Re: [Harp-L] Re: Butter TV spot



In my sometimes  humble opinion, the combination of Butterfield's tone and intensity, and that amazing vibrato, are what separates him from most any harp player I can think of. And, as I have said here many times, Better Days says it all. I never get tired of listening to that album. Next to that, I'd probably put the Woodstock album.  I didn't care for East-West and much of his later stuff. 
  Maybe Howling Wolf is the only other player I think that could get that intense feel, but he wasn't known primarily as a harp player. 
  Nothing wrong with not liking Butter's playing. Not everybody likes scotch,either, but a person can develop a taste :)
Steve Webb in Minnesota

---- "John F. Potts" <hvyj@xxxxxxx> wrote: 
> EV 630 writes to Tom Ellis:
> 
> Regards your quote below... A lot of harp players have said or had it  
> said
> about them that the harp mimics a human voice in terms of  
> expressiveness and
> communication of emotion. It's a pretty bold and I would think  
> controversial
> statement to say that you haven't heard ANY harp player since  
> Butterfield
> "communicate true feeling with his playing". You can't possibly mean  
> that in
> a truly objective sense?
> 
> I'm enjoying this analysis of Butterfield, and in that context I am  
> asking
> this seriously.
> 
> Drew,
> 
> I can't speak for Tom Ellis, but players like Wilson, Estrin and  
> Piazza interpret a defined style that was developed and established  
> by well known ODBGs.  They show amazing technical command of the  
> instrument, great musicality, and even some new interpretations and  
> variations of this style. But they are largely derivative, imitating,  
> adopting, expanding upon and  COMMUNICATING IN a well known and well  
> established style.  So a lot of what they do is very similar to stuff  
> that others have played before.  Extremely well done, but  
> artistically it's mostly an exploration and expansion of something  
> we've heard before and have learned to expect and appreciate.  On an  
> emotional level, they don't tell me very much that someone else  
> hasn't already said.

**Problems and tasks:**
1. In the post about Butterfield, which album does the writer say they never get tired of listening to?
2. Carry on the post about Butterfield from the point where it stops.
The data that comes next is separate material from the post about Butterfield.

**Data shown:**
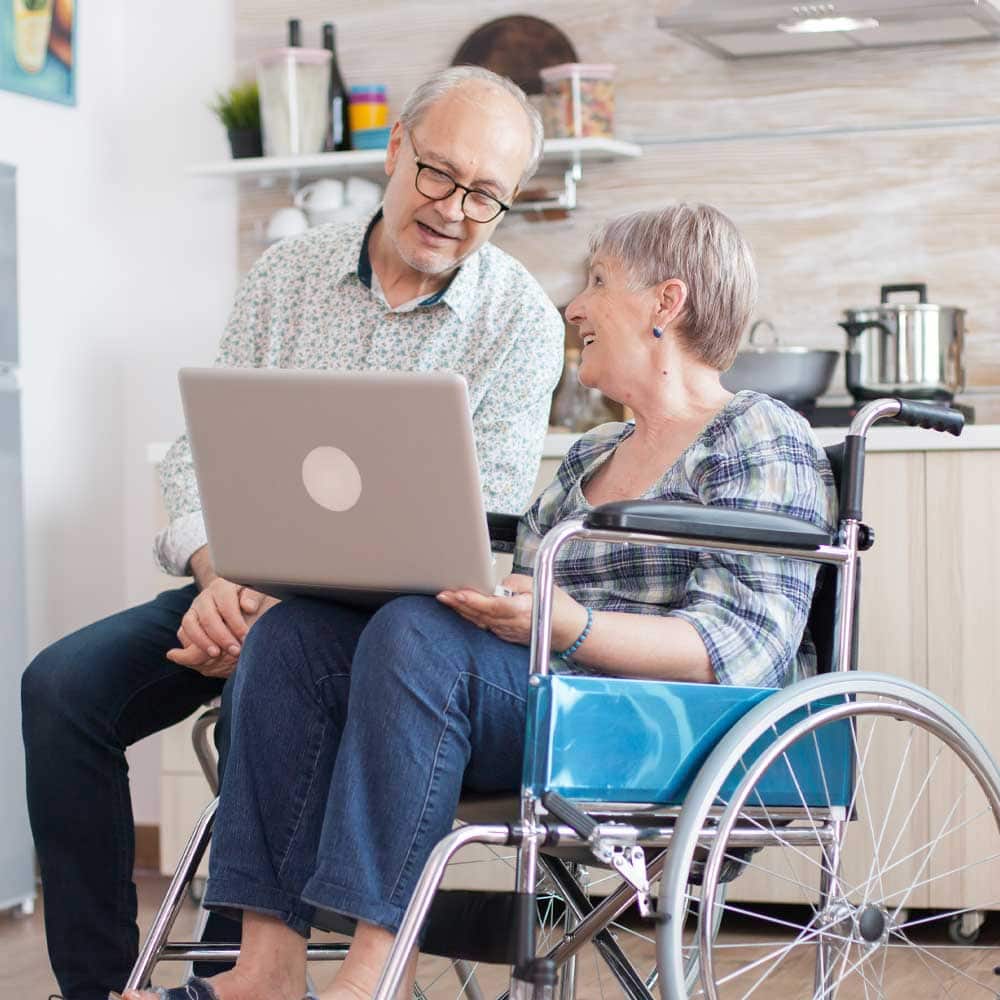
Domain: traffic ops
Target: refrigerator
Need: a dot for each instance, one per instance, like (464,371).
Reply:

**Answers provided:**
1. Better Days.

2.
> 
> Butterfield played in a style uniquely his own.  He did not imitate.   
> His playing moves me because it goes other places.  Whether you call  
> it rock, jazz blues or whatever, the note placement and phrasing  
> takes you somewhere different.  It's not the SOS done with more flash  
> and style.  It's originally individual and provokes a sense of  
> intensity and anticipation as PB blows in completely new directions  
> and then STOPS (a la Junior Wells) immediately as soon as his musical  
> statement is complete. Such urgency and economy makes a powerfully  
> intense emotional statement i can immediately relate to and which  
> rivets my attention and holds my curiosity. I just don't get that  
> from guys who play in the more traditional style who are expressing  
> well crafted variations on musical ideas we've heard before and  
> making statements have learned to listen for and  expect to hear.
> 
> I don't know what "true feeling" Tom is talking about, but i find  
> very powerful emotion in PB's playing. I'm hard pressed to think of  
> anyone since who compares.  For emotional urgency, economy of  
> expression and provocative artistic statement, Junior Wells is pretty  
> intense and, quite frankly, I am consistently moved by the intensity  
> and emotion in the harp playing of Howlin' Wolf. But they came before  
> PB.
> 
> I may be forgetting some players. But offhand i just can't think of  
> any who make more consistently powerful and unique emotional  
> statements with such provocative artistic expression when they play  
> harmonica than these three. These guys consistently reach me at an  
> emotional level that other players only visit every now and then.  
> Their playing almost always communicates something i haven't heard  
> elsewhere.  For my money, that's fully realized artistic expression.  
> But that's just how i happen to feel about it. YMMV.
> 
> FWIW.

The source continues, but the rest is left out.